### Directive
Convert the lines of the items below into a JSON list of strings, one string per line, skipping blank lines and leaving the pictures out of the answer.
════════════════
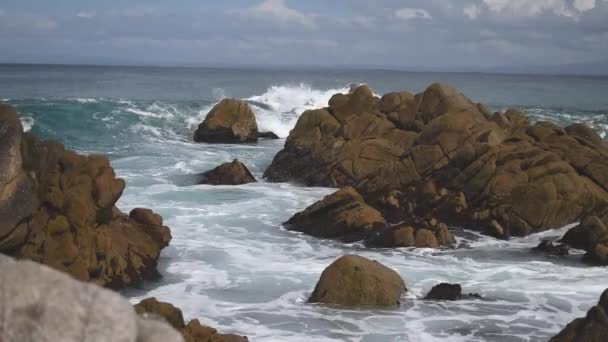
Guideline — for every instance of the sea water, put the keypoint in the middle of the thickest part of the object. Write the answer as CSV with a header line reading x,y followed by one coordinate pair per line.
x,y
231,263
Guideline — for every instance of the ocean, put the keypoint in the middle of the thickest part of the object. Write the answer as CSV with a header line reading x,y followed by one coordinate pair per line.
x,y
230,262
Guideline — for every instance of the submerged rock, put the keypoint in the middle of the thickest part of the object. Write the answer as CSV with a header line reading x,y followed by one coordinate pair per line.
x,y
58,208
193,331
234,173
438,154
230,122
341,215
43,305
591,328
356,281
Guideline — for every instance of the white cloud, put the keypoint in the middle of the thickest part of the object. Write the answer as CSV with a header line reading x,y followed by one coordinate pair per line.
x,y
412,13
472,11
86,15
278,12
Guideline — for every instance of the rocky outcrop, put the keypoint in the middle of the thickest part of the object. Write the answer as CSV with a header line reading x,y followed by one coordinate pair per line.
x,y
591,328
356,281
445,291
192,332
58,208
234,173
43,305
341,215
439,155
230,122
590,235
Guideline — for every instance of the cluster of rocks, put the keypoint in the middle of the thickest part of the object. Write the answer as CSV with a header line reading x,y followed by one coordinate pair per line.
x,y
436,159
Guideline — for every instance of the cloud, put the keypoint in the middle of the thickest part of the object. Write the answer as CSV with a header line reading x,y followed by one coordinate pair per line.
x,y
412,13
277,11
86,14
472,11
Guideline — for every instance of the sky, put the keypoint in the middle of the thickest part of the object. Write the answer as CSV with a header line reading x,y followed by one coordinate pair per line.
x,y
441,35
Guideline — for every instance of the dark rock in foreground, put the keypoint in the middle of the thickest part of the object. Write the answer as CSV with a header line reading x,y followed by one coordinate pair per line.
x,y
230,122
58,208
43,305
234,173
445,291
591,328
439,155
354,281
341,215
192,332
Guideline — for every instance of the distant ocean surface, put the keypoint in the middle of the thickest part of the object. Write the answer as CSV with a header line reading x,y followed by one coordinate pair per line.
x,y
231,264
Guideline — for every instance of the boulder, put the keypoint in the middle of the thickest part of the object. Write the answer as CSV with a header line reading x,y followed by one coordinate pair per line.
x,y
342,215
234,173
230,122
591,328
193,331
439,155
58,208
354,281
43,305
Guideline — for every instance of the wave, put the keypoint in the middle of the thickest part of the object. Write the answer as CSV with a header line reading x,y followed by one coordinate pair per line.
x,y
278,109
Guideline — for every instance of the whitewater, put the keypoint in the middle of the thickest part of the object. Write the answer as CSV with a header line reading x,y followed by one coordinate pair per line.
x,y
232,265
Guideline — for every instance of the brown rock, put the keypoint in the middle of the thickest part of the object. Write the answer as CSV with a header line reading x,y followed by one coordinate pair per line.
x,y
58,209
591,328
230,121
193,331
355,281
341,215
234,173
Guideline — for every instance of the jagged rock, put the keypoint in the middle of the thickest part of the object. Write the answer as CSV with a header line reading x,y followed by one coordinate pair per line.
x,y
549,247
341,215
231,121
494,173
268,135
192,332
591,328
40,304
57,208
356,281
234,173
════════════════
### In response
[
  "Guideline — for every instance of the sea water, put the keypoint in the middle of the thickest part of the object. Write the answer as CSV with a header line reading x,y followed by one coordinate pair per line.",
  "x,y",
  "231,263",
  "Guideline — for every instance of the ocean, put the keypoint in the middle of the thickest part of the object. Write the answer as CSV with a header line reading x,y followed by one coordinate pair per line.",
  "x,y",
  "230,262",
  "Guideline — for every instance of the submerged rock, put the keypoint in the middle of the thickest part of the object. Write the answer as CSV with a header line reading x,y followed by one coordinate pair per line.",
  "x,y",
  "58,208",
  "193,331",
  "234,173",
  "438,154",
  "230,122",
  "341,215",
  "43,305",
  "591,328",
  "356,281",
  "Guideline — for every instance of the white cloud, put the keypoint in the middle of the thickest part of the object. Write the answer as CSV with a header line reading x,y followed by one coordinate pair per line.",
  "x,y",
  "412,13",
  "472,11",
  "86,15",
  "278,12",
  "Guideline — for every instance of the rocky outcrop, put the keypoint in the middle of the thickest part of the object. Write the answer as CSV with a header line reading x,y followed by one coordinate pair per line.",
  "x,y",
  "591,328",
  "356,281",
  "445,291",
  "192,332",
  "58,208",
  "234,173",
  "43,305",
  "341,215",
  "439,155",
  "230,122",
  "590,235",
  "Guideline — for every instance of the cluster of rocks, put the keypoint in the middle of the thickest part of the object. Write the answer as CSV with a header line reading x,y followed by one coordinate pair per line.",
  "x,y",
  "436,159",
  "Guideline — for every instance of the cloud, put the keypoint in the middle of the thickest part of the object. Write the answer as CSV with a header line reading x,y followed by one coordinate pair per line.",
  "x,y",
  "412,13",
  "277,11",
  "86,14",
  "472,11",
  "Guideline — for every instance of the sky, put the keypoint in the middle of the thickest part of the object. Write the answer as CSV with a header line reading x,y followed by one coordinate pair per line.",
  "x,y",
  "441,35",
  "Guideline — for every instance of the dark rock in foreground, put the keypoint in the middle of the thickest part of the object. Write the answer as CSV with a header line reading x,y followed by one coordinate pair per line.",
  "x,y",
  "230,122",
  "58,208",
  "43,305",
  "234,173",
  "445,291",
  "591,328",
  "439,155",
  "354,281",
  "341,215",
  "192,332",
  "Guideline — for every instance of the distant ocean surface, put the keypoint in the middle of the thickest part of the object. Write the answer as CSV with a header line reading x,y followed by one coordinate pair per line.",
  "x,y",
  "231,264",
  "Guideline — for every instance of the boulder, put the keypoint in the middle of the thickest part of the object. Write the answer as CSV with a header line reading x,y followed by one coordinate pair per line.",
  "x,y",
  "342,215",
  "234,173",
  "230,122",
  "591,328",
  "193,331",
  "439,155",
  "58,208",
  "354,281",
  "43,305",
  "Guideline — for every instance of the wave, put the keypoint in the middle of the thickest part of the object. Write the answer as CSV with a header line reading x,y followed by one coordinate pair per line.",
  "x,y",
  "278,109",
  "Guideline — for every instance of the whitewater, put the keypoint in the middle of the thickest part of the object. Write the answer as CSV with a header line reading x,y followed by one coordinate pair per line.",
  "x,y",
  "232,265",
  "Guideline — for every instance of the brown rock, put the keypoint in the middle of the thickest part of the object. Write the answer as CSV with a header line reading x,y followed by one coordinate pair per line.",
  "x,y",
  "58,209",
  "591,328",
  "230,121",
  "193,331",
  "355,281",
  "341,215",
  "234,173",
  "Guideline — for every instance of the jagged rock, put the keypoint in the middle of the thickest part of the object. Write the answer as CSV with a header line reading x,y followed by one coordinate pair per line.",
  "x,y",
  "549,247",
  "341,215",
  "231,121",
  "494,173",
  "268,135",
  "192,332",
  "591,328",
  "40,304",
  "57,208",
  "356,281",
  "234,173"
]